**What is needed:** Pull out every line in the items below that contains the string "dark". Case matters.

---- Provided entries

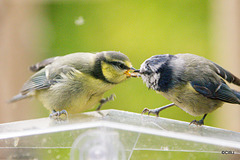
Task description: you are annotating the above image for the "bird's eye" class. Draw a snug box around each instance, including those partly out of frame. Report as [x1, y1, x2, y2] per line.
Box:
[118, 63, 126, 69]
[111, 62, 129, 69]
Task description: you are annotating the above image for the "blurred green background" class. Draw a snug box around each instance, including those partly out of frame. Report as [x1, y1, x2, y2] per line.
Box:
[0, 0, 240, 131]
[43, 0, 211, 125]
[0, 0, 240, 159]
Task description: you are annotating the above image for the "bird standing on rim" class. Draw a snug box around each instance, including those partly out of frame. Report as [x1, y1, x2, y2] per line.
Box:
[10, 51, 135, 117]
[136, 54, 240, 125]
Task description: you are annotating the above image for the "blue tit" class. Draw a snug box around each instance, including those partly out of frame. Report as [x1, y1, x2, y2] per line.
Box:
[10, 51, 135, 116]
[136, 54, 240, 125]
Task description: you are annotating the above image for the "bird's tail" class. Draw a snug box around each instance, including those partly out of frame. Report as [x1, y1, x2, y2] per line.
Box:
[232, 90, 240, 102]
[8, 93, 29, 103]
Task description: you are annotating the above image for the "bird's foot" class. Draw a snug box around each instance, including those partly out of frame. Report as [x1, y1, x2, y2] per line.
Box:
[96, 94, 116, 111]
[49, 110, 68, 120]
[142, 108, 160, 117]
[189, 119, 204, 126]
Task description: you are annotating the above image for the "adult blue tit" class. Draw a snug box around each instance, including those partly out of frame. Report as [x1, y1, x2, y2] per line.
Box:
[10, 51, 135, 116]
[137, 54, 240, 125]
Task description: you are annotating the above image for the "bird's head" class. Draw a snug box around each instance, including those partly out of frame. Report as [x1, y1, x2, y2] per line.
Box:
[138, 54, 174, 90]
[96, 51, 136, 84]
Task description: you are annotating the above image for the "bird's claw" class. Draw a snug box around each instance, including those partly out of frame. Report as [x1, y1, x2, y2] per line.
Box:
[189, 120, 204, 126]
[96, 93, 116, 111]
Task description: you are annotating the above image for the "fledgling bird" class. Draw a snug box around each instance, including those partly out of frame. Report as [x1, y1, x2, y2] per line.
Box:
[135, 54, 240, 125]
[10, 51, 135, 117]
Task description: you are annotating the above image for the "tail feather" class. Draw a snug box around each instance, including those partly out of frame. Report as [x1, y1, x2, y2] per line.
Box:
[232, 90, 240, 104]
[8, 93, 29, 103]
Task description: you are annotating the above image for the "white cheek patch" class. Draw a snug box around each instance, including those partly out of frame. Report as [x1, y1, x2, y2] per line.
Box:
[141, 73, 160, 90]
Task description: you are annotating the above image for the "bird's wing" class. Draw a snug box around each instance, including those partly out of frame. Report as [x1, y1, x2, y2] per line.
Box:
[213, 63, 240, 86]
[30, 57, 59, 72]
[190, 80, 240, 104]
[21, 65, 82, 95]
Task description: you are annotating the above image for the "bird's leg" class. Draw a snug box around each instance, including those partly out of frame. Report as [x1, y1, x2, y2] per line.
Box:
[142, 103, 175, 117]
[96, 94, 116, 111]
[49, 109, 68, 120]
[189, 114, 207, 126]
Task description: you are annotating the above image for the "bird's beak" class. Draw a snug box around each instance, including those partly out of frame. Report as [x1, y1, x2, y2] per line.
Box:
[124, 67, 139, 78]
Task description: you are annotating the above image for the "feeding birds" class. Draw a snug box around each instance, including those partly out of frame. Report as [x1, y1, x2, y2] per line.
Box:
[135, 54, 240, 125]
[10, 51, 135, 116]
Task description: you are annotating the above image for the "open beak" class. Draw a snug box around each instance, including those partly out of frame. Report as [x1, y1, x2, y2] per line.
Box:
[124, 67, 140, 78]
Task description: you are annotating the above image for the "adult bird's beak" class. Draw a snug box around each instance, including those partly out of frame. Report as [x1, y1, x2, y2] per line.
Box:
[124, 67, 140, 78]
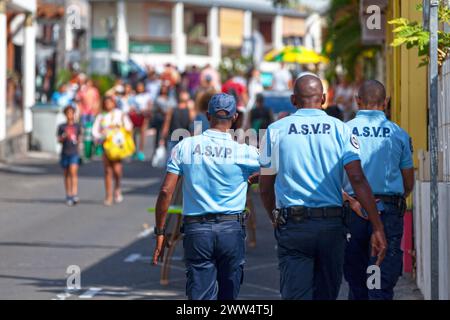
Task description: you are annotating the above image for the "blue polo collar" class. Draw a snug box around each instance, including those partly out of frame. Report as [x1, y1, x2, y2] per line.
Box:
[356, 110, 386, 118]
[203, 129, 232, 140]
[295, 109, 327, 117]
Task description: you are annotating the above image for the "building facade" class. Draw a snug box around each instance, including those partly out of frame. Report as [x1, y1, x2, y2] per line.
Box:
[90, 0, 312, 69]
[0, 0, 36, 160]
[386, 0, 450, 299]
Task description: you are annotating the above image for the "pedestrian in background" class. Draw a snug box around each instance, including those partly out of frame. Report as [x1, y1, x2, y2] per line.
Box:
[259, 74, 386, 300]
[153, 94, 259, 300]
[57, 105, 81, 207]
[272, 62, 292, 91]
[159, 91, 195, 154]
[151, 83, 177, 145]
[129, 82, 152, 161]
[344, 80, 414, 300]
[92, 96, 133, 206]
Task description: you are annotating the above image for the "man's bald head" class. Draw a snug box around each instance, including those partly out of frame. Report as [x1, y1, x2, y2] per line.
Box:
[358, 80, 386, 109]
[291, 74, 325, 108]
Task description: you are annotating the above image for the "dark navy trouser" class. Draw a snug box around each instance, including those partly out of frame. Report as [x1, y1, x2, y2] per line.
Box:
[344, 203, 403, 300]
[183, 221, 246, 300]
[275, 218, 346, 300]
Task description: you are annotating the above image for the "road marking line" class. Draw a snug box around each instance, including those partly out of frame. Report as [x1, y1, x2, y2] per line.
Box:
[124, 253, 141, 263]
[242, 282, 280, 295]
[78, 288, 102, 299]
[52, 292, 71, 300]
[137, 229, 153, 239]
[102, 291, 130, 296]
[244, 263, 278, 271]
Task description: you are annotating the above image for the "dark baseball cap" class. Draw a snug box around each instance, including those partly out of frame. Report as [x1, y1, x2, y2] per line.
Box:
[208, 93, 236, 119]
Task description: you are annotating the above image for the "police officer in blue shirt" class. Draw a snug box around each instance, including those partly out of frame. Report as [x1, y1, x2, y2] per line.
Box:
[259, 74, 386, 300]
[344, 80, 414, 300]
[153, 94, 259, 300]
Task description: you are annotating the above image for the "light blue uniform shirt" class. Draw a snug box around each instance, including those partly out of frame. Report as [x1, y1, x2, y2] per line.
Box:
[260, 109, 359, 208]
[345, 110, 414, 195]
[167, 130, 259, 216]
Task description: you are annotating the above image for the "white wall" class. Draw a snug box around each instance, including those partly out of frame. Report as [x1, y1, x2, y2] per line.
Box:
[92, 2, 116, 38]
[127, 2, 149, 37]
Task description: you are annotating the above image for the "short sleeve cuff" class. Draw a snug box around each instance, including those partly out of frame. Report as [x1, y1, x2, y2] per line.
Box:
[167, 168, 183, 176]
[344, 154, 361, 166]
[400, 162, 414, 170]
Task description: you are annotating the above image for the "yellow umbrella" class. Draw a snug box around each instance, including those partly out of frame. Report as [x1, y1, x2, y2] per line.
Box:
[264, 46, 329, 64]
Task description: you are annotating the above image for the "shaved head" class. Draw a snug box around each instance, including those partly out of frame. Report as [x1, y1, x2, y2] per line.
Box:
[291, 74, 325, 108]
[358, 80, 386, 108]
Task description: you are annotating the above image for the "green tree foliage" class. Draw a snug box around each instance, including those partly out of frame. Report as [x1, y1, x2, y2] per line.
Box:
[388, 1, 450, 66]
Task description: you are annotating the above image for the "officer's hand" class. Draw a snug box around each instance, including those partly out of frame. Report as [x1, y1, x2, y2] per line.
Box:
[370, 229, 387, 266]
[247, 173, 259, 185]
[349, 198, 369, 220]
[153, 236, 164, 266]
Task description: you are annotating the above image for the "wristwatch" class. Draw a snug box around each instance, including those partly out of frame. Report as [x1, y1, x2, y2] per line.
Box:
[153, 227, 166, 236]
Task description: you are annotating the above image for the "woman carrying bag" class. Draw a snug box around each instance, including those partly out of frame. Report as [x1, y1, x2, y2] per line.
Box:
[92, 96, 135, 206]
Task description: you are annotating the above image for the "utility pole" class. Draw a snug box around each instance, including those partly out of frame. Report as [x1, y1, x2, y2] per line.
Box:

--------

**Result for this task:**
Task description: you are annotating the above image for the "dark navy trouser" class. Draw a snug box around each instance, including those partly out of frame. Report as [x1, y1, x2, y2] per line.
Task description: you are annotating the above image for the "dark baseball cap" class. Draw a snug box around each instance, including those partly out of frame. Report as [x1, y1, x2, y2] per line.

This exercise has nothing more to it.